Data of labeled points
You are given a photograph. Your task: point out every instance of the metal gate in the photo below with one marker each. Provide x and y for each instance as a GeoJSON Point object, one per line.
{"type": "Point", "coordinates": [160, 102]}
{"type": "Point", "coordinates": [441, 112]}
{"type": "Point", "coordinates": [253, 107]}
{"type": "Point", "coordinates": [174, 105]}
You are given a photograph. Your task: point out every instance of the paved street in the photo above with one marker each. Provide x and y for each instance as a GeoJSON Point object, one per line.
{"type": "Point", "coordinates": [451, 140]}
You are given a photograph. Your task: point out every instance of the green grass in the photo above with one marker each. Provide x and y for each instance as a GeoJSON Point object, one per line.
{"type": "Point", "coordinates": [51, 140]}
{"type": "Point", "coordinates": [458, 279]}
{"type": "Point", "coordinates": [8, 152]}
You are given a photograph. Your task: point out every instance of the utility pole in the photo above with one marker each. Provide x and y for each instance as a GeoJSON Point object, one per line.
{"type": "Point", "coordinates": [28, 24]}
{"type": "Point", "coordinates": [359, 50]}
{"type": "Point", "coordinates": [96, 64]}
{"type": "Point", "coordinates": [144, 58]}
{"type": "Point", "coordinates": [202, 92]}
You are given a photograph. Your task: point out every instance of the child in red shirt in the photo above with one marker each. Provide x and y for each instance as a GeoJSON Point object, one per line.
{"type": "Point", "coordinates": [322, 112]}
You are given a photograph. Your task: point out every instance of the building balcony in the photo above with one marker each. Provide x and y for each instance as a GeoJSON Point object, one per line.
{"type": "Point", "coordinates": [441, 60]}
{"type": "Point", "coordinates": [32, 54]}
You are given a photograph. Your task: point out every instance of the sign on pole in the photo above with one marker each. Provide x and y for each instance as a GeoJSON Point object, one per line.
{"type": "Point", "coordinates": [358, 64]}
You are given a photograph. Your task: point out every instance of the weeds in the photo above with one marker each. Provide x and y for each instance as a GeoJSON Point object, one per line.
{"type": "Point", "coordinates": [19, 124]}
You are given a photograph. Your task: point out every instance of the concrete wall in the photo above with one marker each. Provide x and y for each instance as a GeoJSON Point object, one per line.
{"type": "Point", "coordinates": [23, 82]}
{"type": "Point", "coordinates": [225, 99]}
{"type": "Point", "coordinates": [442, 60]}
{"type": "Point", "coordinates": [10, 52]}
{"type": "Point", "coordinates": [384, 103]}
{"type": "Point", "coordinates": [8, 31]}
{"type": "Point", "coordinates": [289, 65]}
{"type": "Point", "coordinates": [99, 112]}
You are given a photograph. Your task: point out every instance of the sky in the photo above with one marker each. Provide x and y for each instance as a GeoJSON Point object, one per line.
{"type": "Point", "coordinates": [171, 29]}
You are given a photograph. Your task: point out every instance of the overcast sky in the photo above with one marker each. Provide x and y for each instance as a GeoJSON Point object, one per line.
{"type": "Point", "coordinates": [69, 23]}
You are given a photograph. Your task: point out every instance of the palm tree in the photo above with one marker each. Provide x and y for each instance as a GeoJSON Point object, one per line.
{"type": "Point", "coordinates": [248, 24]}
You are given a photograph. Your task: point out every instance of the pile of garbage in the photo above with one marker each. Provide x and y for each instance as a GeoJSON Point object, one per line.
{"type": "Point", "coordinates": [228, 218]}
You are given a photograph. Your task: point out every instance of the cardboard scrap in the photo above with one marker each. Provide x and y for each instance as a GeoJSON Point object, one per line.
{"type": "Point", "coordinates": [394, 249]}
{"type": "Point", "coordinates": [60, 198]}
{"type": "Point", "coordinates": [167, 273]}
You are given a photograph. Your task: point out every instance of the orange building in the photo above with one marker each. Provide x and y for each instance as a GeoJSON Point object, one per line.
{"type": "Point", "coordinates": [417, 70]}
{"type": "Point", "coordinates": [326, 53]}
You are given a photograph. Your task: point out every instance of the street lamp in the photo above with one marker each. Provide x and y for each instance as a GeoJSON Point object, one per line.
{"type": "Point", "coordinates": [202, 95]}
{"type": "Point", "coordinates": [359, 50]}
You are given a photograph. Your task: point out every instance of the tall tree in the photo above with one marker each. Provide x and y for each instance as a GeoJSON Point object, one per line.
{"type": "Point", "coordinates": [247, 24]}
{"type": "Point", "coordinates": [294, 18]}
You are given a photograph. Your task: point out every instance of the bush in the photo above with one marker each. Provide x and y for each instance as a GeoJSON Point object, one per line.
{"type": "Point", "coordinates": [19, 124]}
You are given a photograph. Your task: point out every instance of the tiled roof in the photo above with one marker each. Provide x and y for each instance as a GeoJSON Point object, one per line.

- **PROBLEM TO SOLVE**
Recast all of the data above as a Markdown table with two columns, Row and Line. Number each line in order and leave out any blank lines.

- **WRITTEN SOLUTION**
| Row | Line |
|---|---|
| 1 | You are given a photograph. Your task: point out every instance of the metal gate in the photo below with one marker each. Provide x and y for each instance as a GeoJSON Point object, one per line. |
| 2 | {"type": "Point", "coordinates": [160, 102]} |
| 3 | {"type": "Point", "coordinates": [441, 112]} |
| 4 | {"type": "Point", "coordinates": [253, 107]} |
| 5 | {"type": "Point", "coordinates": [174, 105]} |
| 6 | You are given a photograph. Your task: point out every instance of the paved street in the photo above with one marker each. Provide x and y for each instance as a GeoJSON Point object, one per line. |
| 7 | {"type": "Point", "coordinates": [451, 140]} |
| 8 | You are given a photograph. Your task: point out every instance of the green grass in the photo above with one marker each. Provide x and y for each instance as a GeoJSON Point object, one per line. |
| 9 | {"type": "Point", "coordinates": [51, 140]} |
| 10 | {"type": "Point", "coordinates": [458, 279]} |
| 11 | {"type": "Point", "coordinates": [8, 152]} |
| 12 | You are given a photograph. Your task: point out every instance of the utility pole in the photo above with one marker each. Provide x and y for each instance as a GeoJSON Point object, one per line. |
| 13 | {"type": "Point", "coordinates": [28, 24]} |
| 14 | {"type": "Point", "coordinates": [359, 50]} |
| 15 | {"type": "Point", "coordinates": [96, 64]} |
| 16 | {"type": "Point", "coordinates": [144, 58]} |
| 17 | {"type": "Point", "coordinates": [202, 92]} |
| 18 | You are given a photograph. Your task: point out every instance of the child in red shirt in the photo above with one marker each. Provide x and y for each instance as a GeoJSON Point object, one per line. |
| 19 | {"type": "Point", "coordinates": [322, 112]} |
| 20 | You are given a photograph. Your task: point out every instance of the building balcony in the photo above with one marker each. Provide x and y for each instance as a GeoJSON Point object, one per line. |
| 21 | {"type": "Point", "coordinates": [441, 60]} |
| 22 | {"type": "Point", "coordinates": [32, 54]} |
| 23 | You are given a photograph. Your task: point out every instance of the sign on pole in the photo above with one marker each. Provide x and y for each instance as a GeoJSON Point object, one per line. |
| 24 | {"type": "Point", "coordinates": [358, 64]} |
| 25 | You are given a photograph. Your task: point out every instance of the weeds in the photo above with one marker each. Provide x and y for each instance as a GeoJSON Point object, one per line. |
| 26 | {"type": "Point", "coordinates": [19, 124]} |
| 27 | You are given a photograph. Your task: point out every instance of the concrete wall in the photo above with one marker each. Provide x and y for each instance as a GeoJSON Point object, one per line. |
| 28 | {"type": "Point", "coordinates": [23, 82]} |
| 29 | {"type": "Point", "coordinates": [225, 99]} |
| 30 | {"type": "Point", "coordinates": [442, 60]} |
| 31 | {"type": "Point", "coordinates": [10, 52]} |
| 32 | {"type": "Point", "coordinates": [384, 103]} |
| 33 | {"type": "Point", "coordinates": [8, 31]} |
| 34 | {"type": "Point", "coordinates": [289, 65]} |
| 35 | {"type": "Point", "coordinates": [99, 112]} |
| 36 | You are given a photograph. Your task: point out every instance of the sky in the photo above with one marker each. Provide x and y for each instance as a GeoJSON Point object, one per line. |
| 37 | {"type": "Point", "coordinates": [171, 29]} |
| 38 | You are given a photograph. Your task: point out every instance of the overcast sky in the photo above with one marker each. Provide x and y for each instance as a GeoJSON Point object, one per line. |
| 39 | {"type": "Point", "coordinates": [69, 23]} |
| 40 | You are given a photograph. Your task: point out every instance of the palm tree in the photo above with one marker each. Provide x and y for each instance as a GeoJSON Point object, one per line. |
| 41 | {"type": "Point", "coordinates": [248, 24]} |
| 42 | You are given a photograph. Your task: point out every instance of the pile of garbage in the photo above with one marker each. Provide x and y for each instance as a GeoJSON Point object, one per line. |
| 43 | {"type": "Point", "coordinates": [228, 218]} |
| 44 | You are given a photograph. Your task: point out every instance of the cardboard scrap in the photo above with one marker each. Provide x and y for each instance as a GeoJSON Point object, one per line. |
| 45 | {"type": "Point", "coordinates": [394, 249]} |
| 46 | {"type": "Point", "coordinates": [60, 198]} |
| 47 | {"type": "Point", "coordinates": [167, 273]} |
| 48 | You are given a photograph. Your task: point out every instance of the orange building in the photo above with one marker each. Provide x and y for each instance as a GeoJSON Point object, one per line. |
| 49 | {"type": "Point", "coordinates": [417, 70]} |
| 50 | {"type": "Point", "coordinates": [326, 53]} |
| 51 | You are given a photograph. Your task: point out every instance of the street lamp in the photo above with one marker each. Provide x and y for each instance as a GeoJSON Point object, one per line. |
| 52 | {"type": "Point", "coordinates": [202, 95]} |
| 53 | {"type": "Point", "coordinates": [359, 50]} |
| 54 | You are given a photograph. Your task: point out every instance of the tall tree in the photo above with one marker each. Provide x and y for each instance as a GeoJSON Point object, one per line. |
| 55 | {"type": "Point", "coordinates": [247, 24]} |
| 56 | {"type": "Point", "coordinates": [294, 18]} |
| 57 | You are given a photograph. Your task: point out every instance of the bush in the photo above with one marker each. Provide x and y for each instance as a GeoJSON Point object, one per line. |
| 58 | {"type": "Point", "coordinates": [19, 124]} |
| 59 | You are given a photograph. Your task: point out every instance of the tiled roof in the photo above with one marker each. Provide x and y for each instance as a GeoJSON Point object, one per line. |